TEXTE PROPOSÉ

..........

Yann Marguet, le rigolo de la radio
Portrait
Le chroniqueur barbu fait un tabac en images et en sons avec sa chronique pleine d’humour vache sur Couleur 3, intitulée «Les Orties»

«Encore!» Debout derrière son bureau, une collègue s’amuse, plus qu'elle ne s’étonne, de voir passer la petite équipée. Encore un photographe qui talonne Yann Marguet pour lui tirer le portrait. Dans les couloirs de la RTS, la scène deviendrait presque banale.
C’est un fait: depuis qu’il a lancé sa chronique Les Orties sur Couleur 3 l’an dernier, le jeune Vaudois de 32 ans est au centre de toutes les attentions, médiatiques notamment. Mais si les journalistes lui courent après, le principal intéressé ne semble pas déstabilisé pour autant. Lunettes de soleil sur le nez, c’est d’un pas peu pressé qu’il emprunte le chemin des studios, saluant nonchalamment quelques visages sur son passage. On le sent, il est ici chez lui.
Les Orties, c’est quoi ? «Définition!», exigerait Yann Marguet, qui a fait de cette injonction le slogan de son émission. Une chronique piquante, diffusée et filmée tous les jeudis à 16h45 sur «la trois», dans laquelle il s’attèle justement à définir un concept, un évènement ou un sujet d’actualité pour mieux les tourner en dérision. Moquer le quotidien façon bon copain, le tout teinté de quelques blagues potaches et d’un accent du Gros-de-Vaud, la formule fait mouche: l’épisode intitulé «Être suisse», en réaction aux débats sur la naturalisation facilitée, comptabilise plusieurs centaines de milliers de vues sur Facebook.
Thèse et criminologie
Il serait facile de l’oublier, mais Yann Marguet ne chatouille le micro que depuis deux ans. Et pas question ici de de rêve d’enfant ni de vocation d’adolescent: l’humoriste s’est retrouvé en studio... lorsque celui-ci est venu à lui.
Car le Vaudois l’avoue sans honte, il s’est longtemps laissé porter par le courant. Et par une certaine flemme aussi. Naturellement bon élève, il enchaîne, sans passion ni conviction, un Bachelor en droit puis un Master en criminologie («c’était plus sexy»), et finit même par entamer une thèse. Qu’il ne terminera jamais.
Pourtant, sans jamais s’y lancer vraiment, Yann Marguet gravite déjà autour de l’univers comique. Il fréquente une jeune improvisatrice pendant trois ans et admire les sketchs du Valaisan Frédéric Recrosio, à qui il s’identifie. «Ce métier me fascinait mais je me trouvais des excuses. Je me disais que j’avais raté ma chance, parce que je n’étais pas né en ville mais à Ste-Croix, où on ne pouvait même pas faire de théâtre».

..........

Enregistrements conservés

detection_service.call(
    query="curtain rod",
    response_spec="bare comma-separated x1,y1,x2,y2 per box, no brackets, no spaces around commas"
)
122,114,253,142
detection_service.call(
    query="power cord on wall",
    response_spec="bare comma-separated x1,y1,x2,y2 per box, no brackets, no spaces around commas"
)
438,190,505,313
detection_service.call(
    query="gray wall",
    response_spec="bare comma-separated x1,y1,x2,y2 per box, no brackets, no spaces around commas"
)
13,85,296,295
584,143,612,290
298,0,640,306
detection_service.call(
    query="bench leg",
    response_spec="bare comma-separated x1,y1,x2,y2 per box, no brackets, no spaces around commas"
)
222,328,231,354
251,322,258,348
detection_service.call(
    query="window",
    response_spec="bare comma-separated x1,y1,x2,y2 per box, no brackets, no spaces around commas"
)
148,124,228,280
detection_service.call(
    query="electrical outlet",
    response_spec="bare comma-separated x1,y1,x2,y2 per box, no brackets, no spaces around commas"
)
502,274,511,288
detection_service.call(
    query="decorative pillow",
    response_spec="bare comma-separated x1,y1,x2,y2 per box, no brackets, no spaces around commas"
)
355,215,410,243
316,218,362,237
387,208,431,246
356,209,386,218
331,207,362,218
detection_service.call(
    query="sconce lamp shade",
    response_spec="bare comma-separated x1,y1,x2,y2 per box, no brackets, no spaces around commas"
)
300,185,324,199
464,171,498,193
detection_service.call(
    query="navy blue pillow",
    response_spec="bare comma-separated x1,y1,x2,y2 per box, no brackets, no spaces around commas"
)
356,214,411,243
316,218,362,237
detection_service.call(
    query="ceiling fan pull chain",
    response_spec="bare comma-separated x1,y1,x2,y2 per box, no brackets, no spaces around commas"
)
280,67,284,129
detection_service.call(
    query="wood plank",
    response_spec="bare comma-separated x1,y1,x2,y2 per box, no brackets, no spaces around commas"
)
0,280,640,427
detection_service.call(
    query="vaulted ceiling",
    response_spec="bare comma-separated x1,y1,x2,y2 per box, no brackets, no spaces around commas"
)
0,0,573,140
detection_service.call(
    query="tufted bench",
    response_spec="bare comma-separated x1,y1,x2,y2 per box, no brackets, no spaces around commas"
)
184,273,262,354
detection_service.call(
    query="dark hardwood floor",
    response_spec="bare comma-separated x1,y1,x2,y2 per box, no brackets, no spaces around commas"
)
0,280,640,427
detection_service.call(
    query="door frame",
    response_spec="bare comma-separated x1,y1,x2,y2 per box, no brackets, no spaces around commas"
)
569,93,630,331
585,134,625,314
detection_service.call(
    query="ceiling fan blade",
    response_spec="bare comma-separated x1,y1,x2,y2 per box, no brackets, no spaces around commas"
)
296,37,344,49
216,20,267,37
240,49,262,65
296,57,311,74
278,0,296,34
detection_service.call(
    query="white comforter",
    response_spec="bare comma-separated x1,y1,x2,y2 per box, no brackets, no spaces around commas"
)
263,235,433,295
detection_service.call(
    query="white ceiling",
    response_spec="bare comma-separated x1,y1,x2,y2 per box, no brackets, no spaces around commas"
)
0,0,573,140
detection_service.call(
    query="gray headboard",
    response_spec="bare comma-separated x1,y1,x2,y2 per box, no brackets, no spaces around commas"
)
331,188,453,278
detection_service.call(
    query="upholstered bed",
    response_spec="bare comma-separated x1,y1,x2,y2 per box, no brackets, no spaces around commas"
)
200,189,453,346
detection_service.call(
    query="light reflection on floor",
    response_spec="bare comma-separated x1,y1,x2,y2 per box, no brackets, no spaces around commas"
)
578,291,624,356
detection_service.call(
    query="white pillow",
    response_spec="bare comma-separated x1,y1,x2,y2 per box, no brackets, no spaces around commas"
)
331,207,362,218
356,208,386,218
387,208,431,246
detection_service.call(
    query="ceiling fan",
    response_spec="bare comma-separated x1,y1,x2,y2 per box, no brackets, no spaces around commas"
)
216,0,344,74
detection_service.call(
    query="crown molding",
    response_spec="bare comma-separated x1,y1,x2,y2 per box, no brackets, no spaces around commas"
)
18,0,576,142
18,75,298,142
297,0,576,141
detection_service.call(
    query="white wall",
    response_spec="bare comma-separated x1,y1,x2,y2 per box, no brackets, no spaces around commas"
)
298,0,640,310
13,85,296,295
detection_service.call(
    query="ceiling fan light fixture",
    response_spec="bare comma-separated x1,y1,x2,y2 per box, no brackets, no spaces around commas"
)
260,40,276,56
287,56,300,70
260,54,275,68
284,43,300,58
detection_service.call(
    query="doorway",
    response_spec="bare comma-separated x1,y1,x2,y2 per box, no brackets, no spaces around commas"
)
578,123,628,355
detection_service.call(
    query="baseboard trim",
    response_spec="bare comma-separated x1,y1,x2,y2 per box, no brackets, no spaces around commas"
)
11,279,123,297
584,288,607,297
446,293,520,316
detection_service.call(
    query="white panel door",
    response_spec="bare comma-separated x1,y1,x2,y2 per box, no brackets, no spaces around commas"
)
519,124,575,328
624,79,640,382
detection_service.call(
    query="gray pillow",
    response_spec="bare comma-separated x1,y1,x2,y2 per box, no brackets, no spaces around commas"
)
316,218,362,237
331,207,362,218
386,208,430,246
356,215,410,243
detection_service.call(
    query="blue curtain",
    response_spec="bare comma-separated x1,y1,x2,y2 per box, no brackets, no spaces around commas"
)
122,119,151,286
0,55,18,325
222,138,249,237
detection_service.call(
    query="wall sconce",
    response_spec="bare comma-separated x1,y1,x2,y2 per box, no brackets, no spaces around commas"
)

..........

CONSIGNES DE TRAVAIL
A - Énumérez les étapes du parcours universitaire de Yann Marguet mentionnées dans le portrait.
B - Recopiez le passage du portrait qui va de «Thèse et criminologie» jusqu'à «venu à lui.» inclus.

LISTE DES RÉPONSES
A -
- un Bachelor en droit
- un Master en criminologie
- une thèse, entamée mais jamais terminée

B -
Thèse et criminologie
Il serait facile de l’oublier, mais Yann Marguet ne chatouille le micro que depuis deux ans. Et pas question ici de de rêve d’enfant ni de vocation d’adolescent: l’humoriste s’est retrouvé en studio... lorsque celui-ci est venu à lui.